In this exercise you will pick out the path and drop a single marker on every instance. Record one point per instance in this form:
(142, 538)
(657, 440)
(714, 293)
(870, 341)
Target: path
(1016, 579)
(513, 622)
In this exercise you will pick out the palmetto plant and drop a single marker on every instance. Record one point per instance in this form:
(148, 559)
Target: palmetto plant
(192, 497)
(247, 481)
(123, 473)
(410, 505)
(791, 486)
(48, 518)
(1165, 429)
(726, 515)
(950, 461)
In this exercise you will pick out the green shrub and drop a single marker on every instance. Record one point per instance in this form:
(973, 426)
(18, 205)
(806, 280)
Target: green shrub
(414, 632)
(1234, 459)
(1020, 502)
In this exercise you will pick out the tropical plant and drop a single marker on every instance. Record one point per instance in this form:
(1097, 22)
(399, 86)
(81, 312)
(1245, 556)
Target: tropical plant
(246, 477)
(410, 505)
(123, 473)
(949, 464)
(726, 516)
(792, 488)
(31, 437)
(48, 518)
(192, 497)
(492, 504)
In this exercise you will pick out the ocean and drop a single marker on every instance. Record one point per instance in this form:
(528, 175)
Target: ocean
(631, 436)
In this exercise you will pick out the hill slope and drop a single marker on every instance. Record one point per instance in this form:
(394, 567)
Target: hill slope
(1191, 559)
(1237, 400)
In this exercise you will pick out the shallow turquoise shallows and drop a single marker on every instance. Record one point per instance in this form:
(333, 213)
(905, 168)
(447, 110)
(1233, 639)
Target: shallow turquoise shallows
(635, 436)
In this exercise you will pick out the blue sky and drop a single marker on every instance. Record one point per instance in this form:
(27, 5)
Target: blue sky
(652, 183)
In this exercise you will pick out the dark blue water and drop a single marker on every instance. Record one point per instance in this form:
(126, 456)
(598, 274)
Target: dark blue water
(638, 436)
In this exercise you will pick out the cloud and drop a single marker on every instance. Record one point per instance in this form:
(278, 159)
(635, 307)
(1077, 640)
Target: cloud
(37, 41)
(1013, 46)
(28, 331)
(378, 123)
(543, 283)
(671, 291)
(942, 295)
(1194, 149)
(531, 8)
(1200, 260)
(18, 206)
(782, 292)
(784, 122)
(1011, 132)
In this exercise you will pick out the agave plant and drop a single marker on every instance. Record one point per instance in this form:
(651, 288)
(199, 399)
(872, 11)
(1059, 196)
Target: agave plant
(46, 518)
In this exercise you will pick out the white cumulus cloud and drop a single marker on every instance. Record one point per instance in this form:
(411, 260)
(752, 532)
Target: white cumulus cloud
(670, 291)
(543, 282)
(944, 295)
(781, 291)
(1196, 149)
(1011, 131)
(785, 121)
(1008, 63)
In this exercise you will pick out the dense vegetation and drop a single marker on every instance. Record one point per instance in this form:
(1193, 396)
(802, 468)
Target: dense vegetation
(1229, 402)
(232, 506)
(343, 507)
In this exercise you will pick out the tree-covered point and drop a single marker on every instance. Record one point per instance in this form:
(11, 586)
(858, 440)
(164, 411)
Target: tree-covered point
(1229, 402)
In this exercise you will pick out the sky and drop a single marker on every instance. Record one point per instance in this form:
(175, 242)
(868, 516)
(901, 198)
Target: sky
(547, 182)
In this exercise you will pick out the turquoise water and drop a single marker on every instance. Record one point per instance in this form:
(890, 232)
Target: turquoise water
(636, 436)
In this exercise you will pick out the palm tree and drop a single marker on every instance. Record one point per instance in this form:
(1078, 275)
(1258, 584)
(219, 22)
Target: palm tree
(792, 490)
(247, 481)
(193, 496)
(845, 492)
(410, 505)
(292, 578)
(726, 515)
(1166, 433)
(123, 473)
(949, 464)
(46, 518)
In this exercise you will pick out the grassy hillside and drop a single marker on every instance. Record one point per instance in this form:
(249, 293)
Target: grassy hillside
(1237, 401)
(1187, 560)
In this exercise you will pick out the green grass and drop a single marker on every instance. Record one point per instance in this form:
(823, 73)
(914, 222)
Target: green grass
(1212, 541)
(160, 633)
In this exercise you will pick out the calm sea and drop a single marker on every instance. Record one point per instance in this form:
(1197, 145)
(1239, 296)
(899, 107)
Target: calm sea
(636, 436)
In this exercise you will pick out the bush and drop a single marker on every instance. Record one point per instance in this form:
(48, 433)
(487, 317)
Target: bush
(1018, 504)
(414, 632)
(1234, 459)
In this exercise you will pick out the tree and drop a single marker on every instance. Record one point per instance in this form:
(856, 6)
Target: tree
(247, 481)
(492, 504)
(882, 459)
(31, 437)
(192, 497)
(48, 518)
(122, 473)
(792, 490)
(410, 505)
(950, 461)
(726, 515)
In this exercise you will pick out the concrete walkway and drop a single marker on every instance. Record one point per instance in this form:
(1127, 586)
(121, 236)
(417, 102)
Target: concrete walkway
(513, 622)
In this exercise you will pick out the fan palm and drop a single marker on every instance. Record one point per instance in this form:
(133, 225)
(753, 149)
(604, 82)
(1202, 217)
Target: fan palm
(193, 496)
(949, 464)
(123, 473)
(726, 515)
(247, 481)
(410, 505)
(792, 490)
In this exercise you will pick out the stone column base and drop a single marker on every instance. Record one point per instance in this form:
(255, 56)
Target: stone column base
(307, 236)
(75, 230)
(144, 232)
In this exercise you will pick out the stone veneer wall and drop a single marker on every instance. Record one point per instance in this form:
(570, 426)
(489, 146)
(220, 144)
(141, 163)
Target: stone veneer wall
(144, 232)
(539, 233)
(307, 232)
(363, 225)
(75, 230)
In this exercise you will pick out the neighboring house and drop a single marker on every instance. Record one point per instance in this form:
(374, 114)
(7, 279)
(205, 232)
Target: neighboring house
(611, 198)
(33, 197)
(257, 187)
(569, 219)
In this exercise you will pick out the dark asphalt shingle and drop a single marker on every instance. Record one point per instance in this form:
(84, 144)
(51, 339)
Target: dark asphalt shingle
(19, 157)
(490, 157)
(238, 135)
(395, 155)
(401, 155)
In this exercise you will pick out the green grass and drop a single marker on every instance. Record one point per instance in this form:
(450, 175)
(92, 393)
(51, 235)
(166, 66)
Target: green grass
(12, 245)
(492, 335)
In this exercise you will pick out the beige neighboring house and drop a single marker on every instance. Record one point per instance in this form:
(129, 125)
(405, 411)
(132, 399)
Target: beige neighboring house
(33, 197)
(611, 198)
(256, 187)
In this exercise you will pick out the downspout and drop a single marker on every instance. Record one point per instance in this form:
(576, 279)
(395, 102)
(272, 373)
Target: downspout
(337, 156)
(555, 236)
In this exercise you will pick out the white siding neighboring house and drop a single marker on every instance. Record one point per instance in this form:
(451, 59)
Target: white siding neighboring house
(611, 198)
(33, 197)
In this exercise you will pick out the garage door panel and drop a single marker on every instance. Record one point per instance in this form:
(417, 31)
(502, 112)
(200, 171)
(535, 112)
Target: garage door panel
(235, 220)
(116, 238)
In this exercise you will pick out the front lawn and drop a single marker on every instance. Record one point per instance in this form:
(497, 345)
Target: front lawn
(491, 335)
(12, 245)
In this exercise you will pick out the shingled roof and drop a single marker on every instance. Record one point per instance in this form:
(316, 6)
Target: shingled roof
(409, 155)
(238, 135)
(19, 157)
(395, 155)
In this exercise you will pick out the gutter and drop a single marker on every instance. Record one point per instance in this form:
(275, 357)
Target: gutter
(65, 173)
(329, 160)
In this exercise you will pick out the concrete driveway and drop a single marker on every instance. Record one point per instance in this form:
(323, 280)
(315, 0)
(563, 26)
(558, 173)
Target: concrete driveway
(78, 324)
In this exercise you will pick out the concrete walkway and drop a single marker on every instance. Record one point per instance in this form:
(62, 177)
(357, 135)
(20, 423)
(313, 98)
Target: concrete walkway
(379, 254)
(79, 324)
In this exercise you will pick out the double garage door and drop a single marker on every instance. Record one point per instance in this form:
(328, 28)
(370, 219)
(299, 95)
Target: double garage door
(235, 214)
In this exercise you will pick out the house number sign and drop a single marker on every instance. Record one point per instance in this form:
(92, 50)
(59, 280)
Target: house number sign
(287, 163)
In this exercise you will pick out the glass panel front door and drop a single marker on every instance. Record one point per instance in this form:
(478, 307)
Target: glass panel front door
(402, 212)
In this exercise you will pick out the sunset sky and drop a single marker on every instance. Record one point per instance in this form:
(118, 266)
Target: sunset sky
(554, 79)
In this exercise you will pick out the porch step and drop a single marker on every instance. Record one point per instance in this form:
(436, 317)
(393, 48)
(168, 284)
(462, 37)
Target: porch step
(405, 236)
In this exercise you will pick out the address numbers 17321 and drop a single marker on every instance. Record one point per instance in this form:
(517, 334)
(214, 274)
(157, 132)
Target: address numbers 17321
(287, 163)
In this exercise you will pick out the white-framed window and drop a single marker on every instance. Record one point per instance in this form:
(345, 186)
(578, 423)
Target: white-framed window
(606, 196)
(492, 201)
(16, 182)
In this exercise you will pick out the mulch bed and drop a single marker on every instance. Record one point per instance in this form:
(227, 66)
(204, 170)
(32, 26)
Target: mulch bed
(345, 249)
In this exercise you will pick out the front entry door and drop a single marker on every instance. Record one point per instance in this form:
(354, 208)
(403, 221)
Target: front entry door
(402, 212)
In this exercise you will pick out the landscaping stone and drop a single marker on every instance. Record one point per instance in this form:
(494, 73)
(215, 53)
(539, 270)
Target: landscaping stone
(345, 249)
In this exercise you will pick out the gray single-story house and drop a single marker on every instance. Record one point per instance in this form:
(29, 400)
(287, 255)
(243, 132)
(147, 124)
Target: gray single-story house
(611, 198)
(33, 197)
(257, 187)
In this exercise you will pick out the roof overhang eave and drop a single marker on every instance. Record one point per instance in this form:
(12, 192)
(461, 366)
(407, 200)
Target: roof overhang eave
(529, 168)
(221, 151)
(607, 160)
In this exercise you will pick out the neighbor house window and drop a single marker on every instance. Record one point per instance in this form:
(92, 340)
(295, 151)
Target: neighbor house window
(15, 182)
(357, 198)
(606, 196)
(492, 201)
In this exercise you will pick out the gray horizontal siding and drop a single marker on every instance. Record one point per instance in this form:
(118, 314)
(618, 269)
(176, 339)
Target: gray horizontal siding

###

Objective: Can you put the material from the line with "In this exercise you will pick out the turquoise" up to and including the line with "(1187, 560)" into a JSON list of strings, one string per line and blank lines left out?

Full solution:
[
  "In this exercise you will pick out the turquoise water and drop a single marker on every instance. Record one point per instance in this form:",
  "(890, 232)",
  "Target: turquoise water",
  "(636, 436)",
  "In this exercise you will pick out the palm tree and drop a single marker on every instance. Record one point per instance in this form:",
  "(1078, 275)",
  "(1258, 584)",
  "(219, 22)",
  "Target: palm tree",
  "(792, 490)",
  "(247, 481)",
  "(193, 496)",
  "(845, 492)",
  "(410, 505)",
  "(292, 578)",
  "(726, 515)",
  "(1166, 433)",
  "(123, 473)",
  "(949, 464)",
  "(46, 518)",
  "In this exercise you will pick out the grassy hillside and drop a single marker on every instance. Record one point per instance in this form:",
  "(249, 293)",
  "Target: grassy hillside",
  "(1237, 401)",
  "(1187, 560)"
]